> _QUESTIONS TO ANSWER_:
**A)** Rewrite the article on the European Parliament's legal set-back, starting at "Parliament stung by" and ending at "by his work.", and swap "Parliament" for "Assembly".
**B)** Supply the next part of the article on the European Parliament's legal set-back, picking up after its final sentence.
──────── EXCERPTED TEXT ────────
Parliament stung by legal set-back

Series Title
Series Details 01/05/97, Volume 3, Number 17
Publication Date 01/05/1997
Content Type

Date: 01/05/1997

THE European Parliament faces an unexpected bill for hundreds of thousands of ecu after a lengthy legal battle with a former employee in its accounts department.

Henri de Compte, who was severely disciplined almost ten years ago after the discovery of accounting irregularities involving more than 100,000 ecu, won his case this month that he was forced to retire from the Parliament because of ill health caused by his work.

Overturning a judgement from the Court of First Instance, the European Court of Justice ruled that the Parliament did not have the right to revoke an earlier decision in which it accepted that De Compte's illness was work-related.

The judges ordered the institution to pay him 228,000 ecu, with an annual 8&percent; rate of interest backdated to 1991.

The decision was received by the Parliament with a mixture of surprise and disbelief. It ran totally contrary to the view expressed by Advocate-General Guiseppe Tesauro, who concluded that the institution had been right not to pay out the compensation since the stress and depression were not due to De Compte's normal parliamentary duties in the accounting department.

“The judgement overturns previous case law. It is also staggering that the Court said that the circumstances of the case, in which 102,500 ecu of public money was at stake, did not raise public interest issues which impinged on those of the individual,” said one legal source.

The Parliament will now have to decide how to pay the award to De Compte since its insurance company, which normally provides the compensation to officials retiring early on grounds of ill health, refused to do so in this particular case in 1991.
──────── RAW DATA ────────
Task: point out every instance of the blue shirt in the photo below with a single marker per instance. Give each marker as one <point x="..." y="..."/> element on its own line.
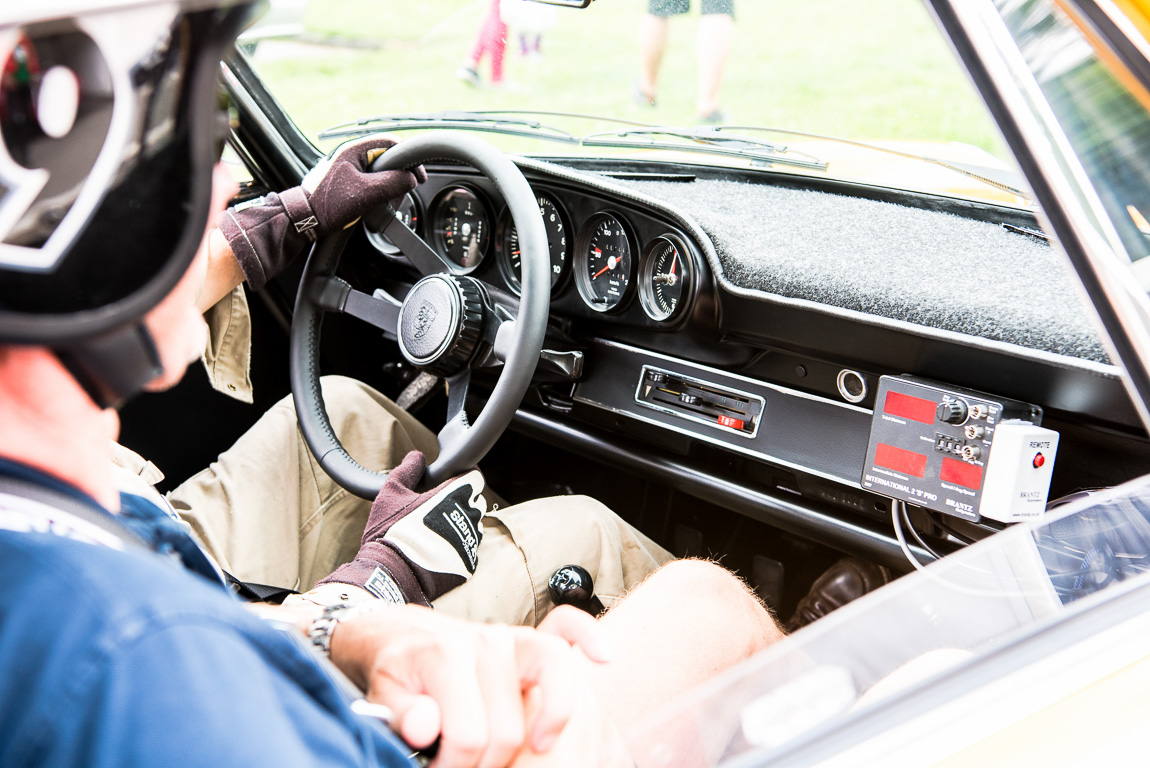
<point x="122" y="658"/>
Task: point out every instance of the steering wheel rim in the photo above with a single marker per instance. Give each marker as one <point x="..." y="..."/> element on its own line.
<point x="462" y="443"/>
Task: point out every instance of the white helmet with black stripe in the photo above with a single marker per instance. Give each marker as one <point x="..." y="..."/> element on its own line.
<point x="109" y="127"/>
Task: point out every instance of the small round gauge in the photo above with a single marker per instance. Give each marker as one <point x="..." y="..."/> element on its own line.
<point x="603" y="262"/>
<point x="460" y="227"/>
<point x="409" y="213"/>
<point x="554" y="222"/>
<point x="666" y="276"/>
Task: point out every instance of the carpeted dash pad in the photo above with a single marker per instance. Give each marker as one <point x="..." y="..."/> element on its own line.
<point x="917" y="266"/>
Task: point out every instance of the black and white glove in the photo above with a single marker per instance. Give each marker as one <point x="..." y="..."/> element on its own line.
<point x="418" y="546"/>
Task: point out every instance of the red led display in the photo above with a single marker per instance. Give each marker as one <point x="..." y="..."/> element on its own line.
<point x="899" y="460"/>
<point x="907" y="407"/>
<point x="960" y="474"/>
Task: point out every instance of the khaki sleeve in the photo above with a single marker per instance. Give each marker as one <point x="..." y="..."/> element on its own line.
<point x="228" y="355"/>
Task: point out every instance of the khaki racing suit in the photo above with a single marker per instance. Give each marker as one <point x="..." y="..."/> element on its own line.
<point x="267" y="513"/>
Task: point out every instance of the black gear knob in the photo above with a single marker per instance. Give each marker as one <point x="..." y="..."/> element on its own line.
<point x="572" y="585"/>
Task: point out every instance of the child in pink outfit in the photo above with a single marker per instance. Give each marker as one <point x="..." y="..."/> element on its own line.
<point x="491" y="40"/>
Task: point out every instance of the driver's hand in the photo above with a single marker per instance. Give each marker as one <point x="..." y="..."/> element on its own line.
────────
> _ANSWERS_:
**A)**
Assembly stung by legal set-back

Series Title
Series Details 01/05/97, Volume 3, Number 17
Publication Date 01/05/1997
Content Type

Date: 01/05/1997

THE European Assembly faces an unexpected bill for hundreds of thousands of ecu after a lengthy legal battle with a former employee in its accounts department.

Henri de Compte, who was severely disciplined almost ten years ago after the discovery of accounting irregularities involving more than 100,000 ecu, won his case this month that he was forced to retire from the Assembly because of ill health caused by his work.

**B)**
The ECJ's ruling brings to an end a complex and lengthy legal saga which began in late 1982 when disciplinary proceedings were opened against De Compte. The action was taken after the discovery of an unauthorised interest-bearing account with the Midland Bank in London, the failure to record certain financial transactions and the absence of proper supporting documentation authorising items of expenditure.

Six years later, De Compte was demoted from his 'A3' post to 'A7' - a decision he later unsuccessfully challenged before the Luxembourg-based Court.

Five months after his demotion, De Compte applied to leave the Parliament on the grounds of occupational ill health - a request which the first doctor to examine him concluded was ill-founded and turned down.

Challenging the verdict, the former official was finally diagnosed by a medical panel in 1991 as suffering from work-related depression and paranoia, and was awarded 228,000 ecu.

The Parliament overturned the decision less than three months later on the grounds that De Compte's illness was not due to his normal professional functions, but to the allegations against him which had led to the disciplinary action.

Despite De Compte's protests, the Court of First Instance sided with the Parliament in a judgement it delivered in 1995.